### Set task 1
In the records, begin at the line that contains "Study the image below" and stop after the line that contains "[541,236,894,603]". Rewrite only those lines with "wooden wall panel" swapped for "wood-paneled wall", keeping everything else the same and omitting the pictures.

### Text to read
######
Tyler Cowen rejoins the debate on the returns-to-schooling literature.
What’s striking about the work surveyed by Card is how many different methods are used and how consistent their results are. You can knock down any one of them (“are identical twins really identical?, etc.), but at the end of the day which are the pieces — using natural or field experiments — standing on the other side of the scale?
My guess is that “the cutting-room floor” is the answer to the question. The first time you run a regression, you usually get coefficients that you don’t like. You then proceed to “fix” the problem by correcting errors in the data, improving the specification, etc.
Next, suppose that you stick with the result that there is a small effect of schooling on earnings. Are you able to get it published, or does the journal editor leave it on the cutting-room floor?
Finally, suppose, like James Heckman, you are able to publish a result showing no large effect from schooling. Does Card include it in his survey, or does he leave it on the cutting-room floor?
Note that in Card’s survey, he points out that Angrist and Krueger appear to have backed off their use of the draft lottery as a natural experiment, because
In fact, the differences in education across groups of men with different lottery numbers are not statistically significant. Thus, the IV estimates are subject to the weak instruments critique of Bound et al. (1995), and are essentially uninformative about
the causal effect of education.
######
### Entries
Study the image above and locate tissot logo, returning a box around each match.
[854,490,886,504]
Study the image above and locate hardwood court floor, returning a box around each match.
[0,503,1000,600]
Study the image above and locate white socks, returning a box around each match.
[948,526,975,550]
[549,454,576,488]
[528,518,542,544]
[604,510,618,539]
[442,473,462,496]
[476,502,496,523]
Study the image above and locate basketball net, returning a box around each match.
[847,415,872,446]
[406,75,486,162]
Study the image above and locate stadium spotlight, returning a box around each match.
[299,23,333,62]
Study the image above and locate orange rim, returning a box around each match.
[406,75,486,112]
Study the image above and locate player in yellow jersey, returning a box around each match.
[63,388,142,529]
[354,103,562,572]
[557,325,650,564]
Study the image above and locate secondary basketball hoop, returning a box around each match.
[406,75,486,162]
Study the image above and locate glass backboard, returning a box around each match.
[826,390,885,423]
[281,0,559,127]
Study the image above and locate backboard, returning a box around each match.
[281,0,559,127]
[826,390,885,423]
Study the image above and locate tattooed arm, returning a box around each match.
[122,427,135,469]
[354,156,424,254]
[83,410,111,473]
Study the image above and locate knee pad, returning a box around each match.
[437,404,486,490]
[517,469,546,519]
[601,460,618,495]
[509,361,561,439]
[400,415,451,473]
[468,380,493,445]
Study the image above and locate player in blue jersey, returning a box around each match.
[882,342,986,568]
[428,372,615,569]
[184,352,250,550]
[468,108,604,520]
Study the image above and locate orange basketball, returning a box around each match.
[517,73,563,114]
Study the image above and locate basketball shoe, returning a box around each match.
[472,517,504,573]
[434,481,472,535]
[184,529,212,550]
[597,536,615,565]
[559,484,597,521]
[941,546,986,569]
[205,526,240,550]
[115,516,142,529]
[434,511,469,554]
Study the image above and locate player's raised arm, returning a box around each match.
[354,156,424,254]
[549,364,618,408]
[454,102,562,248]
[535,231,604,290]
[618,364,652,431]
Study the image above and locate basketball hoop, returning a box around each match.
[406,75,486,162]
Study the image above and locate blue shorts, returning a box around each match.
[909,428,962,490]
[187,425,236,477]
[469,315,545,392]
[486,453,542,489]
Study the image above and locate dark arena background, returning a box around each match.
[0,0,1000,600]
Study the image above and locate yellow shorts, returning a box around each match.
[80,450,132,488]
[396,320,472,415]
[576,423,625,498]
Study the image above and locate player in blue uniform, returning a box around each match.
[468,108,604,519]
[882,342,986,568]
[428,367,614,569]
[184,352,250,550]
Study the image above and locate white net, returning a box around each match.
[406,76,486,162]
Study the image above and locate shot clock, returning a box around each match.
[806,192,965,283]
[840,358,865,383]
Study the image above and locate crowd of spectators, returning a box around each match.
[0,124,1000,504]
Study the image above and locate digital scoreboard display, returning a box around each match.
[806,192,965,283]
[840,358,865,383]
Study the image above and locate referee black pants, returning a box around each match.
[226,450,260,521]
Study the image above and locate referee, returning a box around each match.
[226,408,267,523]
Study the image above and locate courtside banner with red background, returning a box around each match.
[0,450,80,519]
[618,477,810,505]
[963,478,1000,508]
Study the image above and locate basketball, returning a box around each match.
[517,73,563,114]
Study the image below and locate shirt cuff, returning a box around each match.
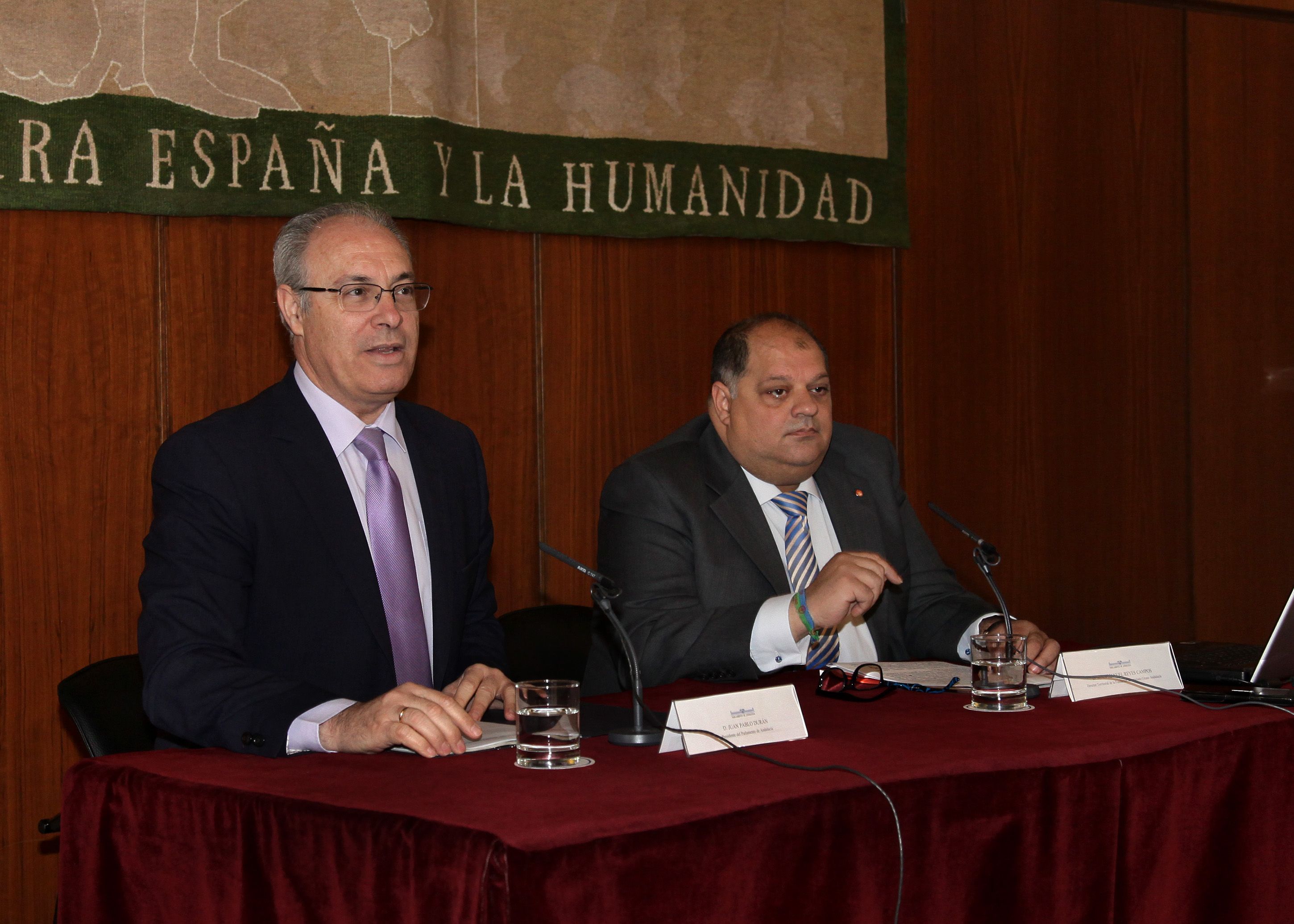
[287,699,355,754]
[751,594,809,673]
[958,613,1002,664]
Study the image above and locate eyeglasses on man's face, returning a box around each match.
[298,282,431,312]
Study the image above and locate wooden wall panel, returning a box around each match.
[402,221,539,613]
[0,212,161,921]
[900,0,1190,642]
[163,217,291,434]
[1188,13,1294,643]
[541,236,894,603]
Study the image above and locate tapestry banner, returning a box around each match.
[0,0,907,246]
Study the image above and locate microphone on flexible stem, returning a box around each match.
[925,503,1013,635]
[539,542,664,747]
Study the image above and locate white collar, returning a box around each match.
[292,362,409,456]
[742,467,822,506]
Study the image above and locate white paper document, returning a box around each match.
[835,661,1051,690]
[391,722,516,754]
[1052,642,1182,703]
[660,683,809,757]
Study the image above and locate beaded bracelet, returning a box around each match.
[793,590,822,642]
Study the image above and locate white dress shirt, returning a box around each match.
[742,468,987,673]
[287,365,435,754]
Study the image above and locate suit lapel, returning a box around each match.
[396,402,463,687]
[814,450,885,555]
[701,427,791,594]
[272,373,395,670]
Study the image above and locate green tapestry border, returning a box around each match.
[0,0,908,246]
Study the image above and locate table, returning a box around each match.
[59,671,1294,924]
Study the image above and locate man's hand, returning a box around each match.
[788,551,903,642]
[979,616,1060,674]
[319,671,486,757]
[445,664,516,722]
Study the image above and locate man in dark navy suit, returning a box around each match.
######
### Set task 2
In the passage on returns to schooling, which economist is named as someone who published a result showing no large effect from schooling?

### Output 1
Study the image below and locate shirt cuff, returning a box around each match.
[287,699,355,754]
[751,594,809,673]
[958,613,1002,664]
Study the image above and locate eyeglasses on man's face, returning a box around each match.
[298,282,431,312]
Study the image above and locate wood-paneled wall, returning a box around each match.
[402,221,539,613]
[0,212,161,921]
[900,0,1190,642]
[163,217,291,434]
[1188,13,1294,643]
[541,236,894,603]

### Output 2
James Heckman